[Referring expression grounding data]
# # # # #
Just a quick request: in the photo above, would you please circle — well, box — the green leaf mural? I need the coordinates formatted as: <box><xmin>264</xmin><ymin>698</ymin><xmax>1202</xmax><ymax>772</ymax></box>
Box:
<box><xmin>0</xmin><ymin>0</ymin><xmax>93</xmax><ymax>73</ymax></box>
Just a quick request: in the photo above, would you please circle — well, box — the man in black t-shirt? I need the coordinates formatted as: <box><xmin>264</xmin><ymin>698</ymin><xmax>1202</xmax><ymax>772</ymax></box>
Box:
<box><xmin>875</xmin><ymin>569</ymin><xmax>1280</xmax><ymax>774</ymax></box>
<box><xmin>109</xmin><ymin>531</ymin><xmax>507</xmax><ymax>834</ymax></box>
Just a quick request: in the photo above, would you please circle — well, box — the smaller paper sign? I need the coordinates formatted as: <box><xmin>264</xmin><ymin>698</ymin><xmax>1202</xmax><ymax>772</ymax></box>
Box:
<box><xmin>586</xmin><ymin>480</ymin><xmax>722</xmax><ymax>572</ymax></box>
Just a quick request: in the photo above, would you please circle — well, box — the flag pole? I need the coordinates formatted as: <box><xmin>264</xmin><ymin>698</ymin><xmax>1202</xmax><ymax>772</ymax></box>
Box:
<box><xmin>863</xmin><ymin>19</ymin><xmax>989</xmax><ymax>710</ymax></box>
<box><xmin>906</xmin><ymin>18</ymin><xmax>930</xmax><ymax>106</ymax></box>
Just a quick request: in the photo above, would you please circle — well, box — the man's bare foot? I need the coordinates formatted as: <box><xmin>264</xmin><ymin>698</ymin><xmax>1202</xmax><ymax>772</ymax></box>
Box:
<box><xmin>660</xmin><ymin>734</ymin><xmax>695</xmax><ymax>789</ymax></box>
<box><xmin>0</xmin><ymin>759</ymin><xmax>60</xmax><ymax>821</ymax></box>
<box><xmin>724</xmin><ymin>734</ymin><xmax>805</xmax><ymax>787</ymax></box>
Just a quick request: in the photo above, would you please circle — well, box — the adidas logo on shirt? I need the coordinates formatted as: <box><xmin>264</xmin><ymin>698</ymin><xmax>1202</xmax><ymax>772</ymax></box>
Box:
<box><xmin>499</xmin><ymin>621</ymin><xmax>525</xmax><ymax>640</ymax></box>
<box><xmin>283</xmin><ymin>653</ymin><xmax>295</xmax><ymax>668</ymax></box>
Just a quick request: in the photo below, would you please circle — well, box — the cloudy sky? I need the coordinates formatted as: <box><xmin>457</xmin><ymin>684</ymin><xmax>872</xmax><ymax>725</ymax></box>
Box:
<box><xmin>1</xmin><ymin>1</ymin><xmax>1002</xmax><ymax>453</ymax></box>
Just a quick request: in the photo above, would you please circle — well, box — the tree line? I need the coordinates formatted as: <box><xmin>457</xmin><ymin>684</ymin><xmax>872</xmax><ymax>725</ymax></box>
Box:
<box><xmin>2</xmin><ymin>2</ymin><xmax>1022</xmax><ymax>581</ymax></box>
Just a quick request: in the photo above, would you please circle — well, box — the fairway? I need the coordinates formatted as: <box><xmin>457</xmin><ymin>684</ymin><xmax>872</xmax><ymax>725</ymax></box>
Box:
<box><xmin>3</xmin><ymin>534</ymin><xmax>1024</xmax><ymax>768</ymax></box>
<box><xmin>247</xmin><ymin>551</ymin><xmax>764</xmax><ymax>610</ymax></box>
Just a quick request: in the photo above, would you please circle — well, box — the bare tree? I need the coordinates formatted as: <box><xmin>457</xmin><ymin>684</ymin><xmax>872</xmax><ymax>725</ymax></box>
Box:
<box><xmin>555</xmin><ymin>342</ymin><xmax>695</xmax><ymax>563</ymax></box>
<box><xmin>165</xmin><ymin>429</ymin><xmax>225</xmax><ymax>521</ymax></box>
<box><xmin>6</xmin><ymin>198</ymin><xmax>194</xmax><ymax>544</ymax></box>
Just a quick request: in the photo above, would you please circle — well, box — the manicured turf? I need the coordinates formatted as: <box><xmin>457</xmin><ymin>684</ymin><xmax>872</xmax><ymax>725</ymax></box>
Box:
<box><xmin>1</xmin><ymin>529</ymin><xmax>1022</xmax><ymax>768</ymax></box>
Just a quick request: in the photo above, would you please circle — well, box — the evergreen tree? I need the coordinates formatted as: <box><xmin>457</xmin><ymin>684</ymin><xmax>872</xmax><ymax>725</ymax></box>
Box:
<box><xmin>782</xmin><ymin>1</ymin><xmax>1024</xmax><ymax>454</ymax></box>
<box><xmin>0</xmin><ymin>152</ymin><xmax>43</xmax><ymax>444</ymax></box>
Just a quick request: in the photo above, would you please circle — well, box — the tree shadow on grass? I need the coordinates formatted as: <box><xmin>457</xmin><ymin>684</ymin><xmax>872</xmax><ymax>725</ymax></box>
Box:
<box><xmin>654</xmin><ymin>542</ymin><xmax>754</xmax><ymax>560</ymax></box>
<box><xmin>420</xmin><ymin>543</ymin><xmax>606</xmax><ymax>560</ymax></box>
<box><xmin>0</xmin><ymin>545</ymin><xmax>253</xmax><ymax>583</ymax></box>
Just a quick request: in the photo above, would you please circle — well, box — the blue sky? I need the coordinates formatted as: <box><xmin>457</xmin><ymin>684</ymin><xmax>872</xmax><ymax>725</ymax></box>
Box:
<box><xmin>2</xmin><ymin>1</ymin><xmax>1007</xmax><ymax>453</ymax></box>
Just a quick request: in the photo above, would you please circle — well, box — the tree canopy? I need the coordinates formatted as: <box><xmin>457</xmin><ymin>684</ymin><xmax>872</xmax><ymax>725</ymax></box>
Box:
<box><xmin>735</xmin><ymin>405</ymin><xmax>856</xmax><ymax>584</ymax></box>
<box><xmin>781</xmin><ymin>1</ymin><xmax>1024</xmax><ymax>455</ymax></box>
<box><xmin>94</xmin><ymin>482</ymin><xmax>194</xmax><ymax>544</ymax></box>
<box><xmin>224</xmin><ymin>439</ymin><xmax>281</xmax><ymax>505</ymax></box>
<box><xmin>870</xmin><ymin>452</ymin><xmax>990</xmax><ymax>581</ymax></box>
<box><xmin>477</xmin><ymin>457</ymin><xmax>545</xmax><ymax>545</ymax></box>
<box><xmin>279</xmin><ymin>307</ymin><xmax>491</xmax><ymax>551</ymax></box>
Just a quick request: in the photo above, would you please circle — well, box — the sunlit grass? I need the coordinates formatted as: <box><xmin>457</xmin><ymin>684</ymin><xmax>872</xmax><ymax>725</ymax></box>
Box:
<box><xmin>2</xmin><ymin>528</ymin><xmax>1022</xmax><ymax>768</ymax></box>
# # # # #
Give every entry back unchanged. Leave none out.

Task result>
Just a quick request: in the photo above, would you please circle — well, box — the green leaf mural? I need the coordinates formatted as: <box><xmin>264</xmin><ymin>698</ymin><xmax>1202</xmax><ymax>772</ymax></box>
Box:
<box><xmin>0</xmin><ymin>0</ymin><xmax>93</xmax><ymax>73</ymax></box>
Just a quick request: in the photo above, would you please circle — well, box — the man in black t-shirt? I need the coordinates formatted as: <box><xmin>264</xmin><ymin>698</ymin><xmax>1202</xmax><ymax>772</ymax></box>
Box:
<box><xmin>875</xmin><ymin>569</ymin><xmax>1280</xmax><ymax>774</ymax></box>
<box><xmin>109</xmin><ymin>531</ymin><xmax>507</xmax><ymax>834</ymax></box>
Just a quick request: in the photo above, would you please circle — well, box — the smaller paper sign? I need the coordinates formatted as: <box><xmin>264</xmin><ymin>698</ymin><xmax>1202</xmax><ymax>772</ymax></box>
Box:
<box><xmin>586</xmin><ymin>480</ymin><xmax>722</xmax><ymax>572</ymax></box>
Just a quick request: in the photo above, would you please circle — well, box — the flag pole? I need the coordinates formatted as: <box><xmin>264</xmin><ymin>698</ymin><xmax>1202</xmax><ymax>772</ymax></box>
Box:
<box><xmin>863</xmin><ymin>19</ymin><xmax>989</xmax><ymax>710</ymax></box>
<box><xmin>906</xmin><ymin>18</ymin><xmax>930</xmax><ymax>106</ymax></box>
Just a quick request: in the photo above, would you please circle — well, box — the man's bare foot? I need the coordinates formatted as: <box><xmin>264</xmin><ymin>698</ymin><xmax>1202</xmax><ymax>772</ymax></box>
Box:
<box><xmin>660</xmin><ymin>734</ymin><xmax>695</xmax><ymax>789</ymax></box>
<box><xmin>0</xmin><ymin>759</ymin><xmax>60</xmax><ymax>821</ymax></box>
<box><xmin>724</xmin><ymin>734</ymin><xmax>805</xmax><ymax>787</ymax></box>
Just a quick request: in the photo above, would you please circle — well, box — the adidas logo on shirt? I need the coordinates formatted as: <box><xmin>264</xmin><ymin>698</ymin><xmax>1202</xmax><ymax>772</ymax></box>
Box:
<box><xmin>499</xmin><ymin>621</ymin><xmax>525</xmax><ymax>640</ymax></box>
<box><xmin>283</xmin><ymin>653</ymin><xmax>295</xmax><ymax>668</ymax></box>
Just a quick request: in the photo below, would you please circle — well, box — the cloudy sky? I need the coordinates formatted as: <box><xmin>457</xmin><ymin>684</ymin><xmax>872</xmax><ymax>725</ymax></box>
Box:
<box><xmin>1</xmin><ymin>1</ymin><xmax>1002</xmax><ymax>453</ymax></box>
Just a quick request: in the photo above, would you please circle — well, box — the tree line? I need the coordinates formatted as: <box><xmin>457</xmin><ymin>684</ymin><xmax>872</xmax><ymax>725</ymax></box>
Box:
<box><xmin>2</xmin><ymin>2</ymin><xmax>1022</xmax><ymax>581</ymax></box>
Just a quick request: in the photo above, would you please circle — well, box — the fairway? I need the coordinates formatted as: <box><xmin>457</xmin><ymin>684</ymin><xmax>872</xmax><ymax>725</ymax></box>
Box:
<box><xmin>3</xmin><ymin>534</ymin><xmax>1024</xmax><ymax>768</ymax></box>
<box><xmin>247</xmin><ymin>551</ymin><xmax>764</xmax><ymax>610</ymax></box>
Just a quick request: in the photo above, would you please circle — well, box — the bare tree? I need the coordinates formatted as: <box><xmin>457</xmin><ymin>684</ymin><xmax>872</xmax><ymax>725</ymax></box>
Box:
<box><xmin>555</xmin><ymin>342</ymin><xmax>695</xmax><ymax>563</ymax></box>
<box><xmin>165</xmin><ymin>429</ymin><xmax>225</xmax><ymax>521</ymax></box>
<box><xmin>6</xmin><ymin>198</ymin><xmax>194</xmax><ymax>544</ymax></box>
Just a quick request: in the photo above, would you please circle — well, box — the manicured turf? I need the coordinates formatted as: <box><xmin>457</xmin><ymin>684</ymin><xmax>872</xmax><ymax>725</ymax></box>
Box:
<box><xmin>1</xmin><ymin>529</ymin><xmax>1022</xmax><ymax>768</ymax></box>
Just a quick request: in the photo above, would you please circle — well, box — the evergreen tree? I need the coordinates formatted as: <box><xmin>457</xmin><ymin>684</ymin><xmax>872</xmax><ymax>725</ymax></box>
Box:
<box><xmin>782</xmin><ymin>1</ymin><xmax>1024</xmax><ymax>454</ymax></box>
<box><xmin>0</xmin><ymin>152</ymin><xmax>43</xmax><ymax>444</ymax></box>
Just a quick request: in the photo above, would you please circle — well, box — the tree shadow on grass? I need the coordinates formatted as: <box><xmin>457</xmin><ymin>684</ymin><xmax>872</xmax><ymax>725</ymax></box>
Box:
<box><xmin>654</xmin><ymin>542</ymin><xmax>754</xmax><ymax>560</ymax></box>
<box><xmin>420</xmin><ymin>543</ymin><xmax>606</xmax><ymax>560</ymax></box>
<box><xmin>0</xmin><ymin>545</ymin><xmax>253</xmax><ymax>583</ymax></box>
Just a quick request: in the photo above, would you please circle — well, box — the blue sky? I need the coordinates formatted as: <box><xmin>457</xmin><ymin>684</ymin><xmax>872</xmax><ymax>725</ymax></box>
Box:
<box><xmin>2</xmin><ymin>1</ymin><xmax>1007</xmax><ymax>453</ymax></box>
Just a quick request: in the photo above, would you please circle — well, box — the tree canopy? I need the coordinates formatted as: <box><xmin>457</xmin><ymin>684</ymin><xmax>872</xmax><ymax>725</ymax></box>
Box:
<box><xmin>735</xmin><ymin>405</ymin><xmax>856</xmax><ymax>584</ymax></box>
<box><xmin>781</xmin><ymin>1</ymin><xmax>1024</xmax><ymax>455</ymax></box>
<box><xmin>94</xmin><ymin>482</ymin><xmax>194</xmax><ymax>544</ymax></box>
<box><xmin>224</xmin><ymin>439</ymin><xmax>281</xmax><ymax>505</ymax></box>
<box><xmin>870</xmin><ymin>452</ymin><xmax>990</xmax><ymax>581</ymax></box>
<box><xmin>477</xmin><ymin>457</ymin><xmax>545</xmax><ymax>545</ymax></box>
<box><xmin>279</xmin><ymin>307</ymin><xmax>491</xmax><ymax>551</ymax></box>
Just a quick request: in the photo above, would you please circle — well, box — the sunlit grass? I need the coordinates formatted as: <box><xmin>457</xmin><ymin>684</ymin><xmax>872</xmax><ymax>725</ymax></box>
Box:
<box><xmin>2</xmin><ymin>528</ymin><xmax>1022</xmax><ymax>768</ymax></box>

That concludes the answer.